Document passage:
Friday, September 15, 2023

Gone with the Wind: Romanticizing East Germany

By Amity Shlaes

Thursday, September 14, 2023

 

Public memory keeps getting shorter.

 

Seven decades had to elapse before readers were willing suspend disbelief about the antebellum South and luxuriate in Margaret Mitchell’s Gone with the Wind. Only three decades have passed since the Berlin Wall fell. Yet the door to the romanticization of East German communism is already being cracked open by Katja Hoyer with Beyond the Wall: A History of East Germany (2023).

 

And a masterful cracking it is. Hoyer prefaces her book with a comment about East Germany dropped recently by departing German chancellor Angela Merkel. Merkel expressed her disappointment that Westerners had always regarded her past in the communist East German state as “ballast.” “Ballast?” she bridled, “An unnecessary burden that can just be shrugged off?”

 

“Ballast” has two meanings in German, as in English. Back in 1990, the heavy material of Merkel’s past — study of physics at Leipzig’s Karl Marx University, a doctorate before the Wall fell — was rated pure gold by the conservative Christian Democratic Union, a West German party desperate to find a constituency in the East German Länder. The ballast stabilized the candidacy of the then-unknown Merkel (“Who, exactly, is she?” asked Henry Kissinger at the Munich Security Conference in the mid 1990s). It enabled Merkel’s remarkable sail from the post of Bundestag member for Stralsund and Rugen in 1990 to the post of leader of Europe’s largest democracy. Merkel’s ballast — experience in a worse place — informed her long tenure as chancellor. But Merkel’s early adulthood in the Wrong Republic was also something Western politicians in her party preferred she not bring up in public, perhaps out of fear she would be caught in a gotcha as an apologist. Because she felt she had to keep silent about it, this ballast was Merkel’s burden.

Exercises to complete:
- A) In the review about romanticizing East Germany, retype the passage starting with "Seven decades had" and going on through "of East Germany (2023).".
- B) In one to three sentences, explain why the East Germany review says Merkel's past was a burden as well as ballast that stabilized her career.

Provided records:

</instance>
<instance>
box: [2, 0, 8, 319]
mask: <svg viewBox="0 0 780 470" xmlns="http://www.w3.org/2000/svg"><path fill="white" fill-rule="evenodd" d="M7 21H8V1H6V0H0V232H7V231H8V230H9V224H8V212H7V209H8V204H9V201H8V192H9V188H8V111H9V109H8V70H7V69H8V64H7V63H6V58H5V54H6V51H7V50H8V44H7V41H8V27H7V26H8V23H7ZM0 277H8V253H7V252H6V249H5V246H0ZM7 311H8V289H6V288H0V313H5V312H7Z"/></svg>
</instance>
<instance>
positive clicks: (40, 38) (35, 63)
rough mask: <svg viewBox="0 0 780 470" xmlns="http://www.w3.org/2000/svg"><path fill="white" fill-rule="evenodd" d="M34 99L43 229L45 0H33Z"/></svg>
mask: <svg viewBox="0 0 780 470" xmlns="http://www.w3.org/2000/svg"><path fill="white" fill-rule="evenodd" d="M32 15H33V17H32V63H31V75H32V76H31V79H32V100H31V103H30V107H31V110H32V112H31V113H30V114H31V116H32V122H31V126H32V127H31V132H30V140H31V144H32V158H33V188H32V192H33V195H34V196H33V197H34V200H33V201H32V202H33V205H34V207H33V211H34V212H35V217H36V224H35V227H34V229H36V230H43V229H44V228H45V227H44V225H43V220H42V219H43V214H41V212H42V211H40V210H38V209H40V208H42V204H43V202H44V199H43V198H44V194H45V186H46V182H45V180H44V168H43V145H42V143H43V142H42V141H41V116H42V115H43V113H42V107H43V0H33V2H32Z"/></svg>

Your written answers:
- A)
Seven decades had to elapse before readers were willing suspend disbelief about the antebellum South and luxuriate in Margaret Mitchell’s Gone with the Wind. Only three decades have passed since the Berlin Wall fell. Yet the door to the romanticization of East German communism is already being cracked open by Katja Hoyer with Beyond the Wall: A History of East Germany (2023).

- B) Western politicians in her party preferred that she not bring up her early adulthood in East Germany in public, perhaps out of fear she would be caught in a gotcha as an apologist. Because she felt she had to keep silent about it, that past became her burden.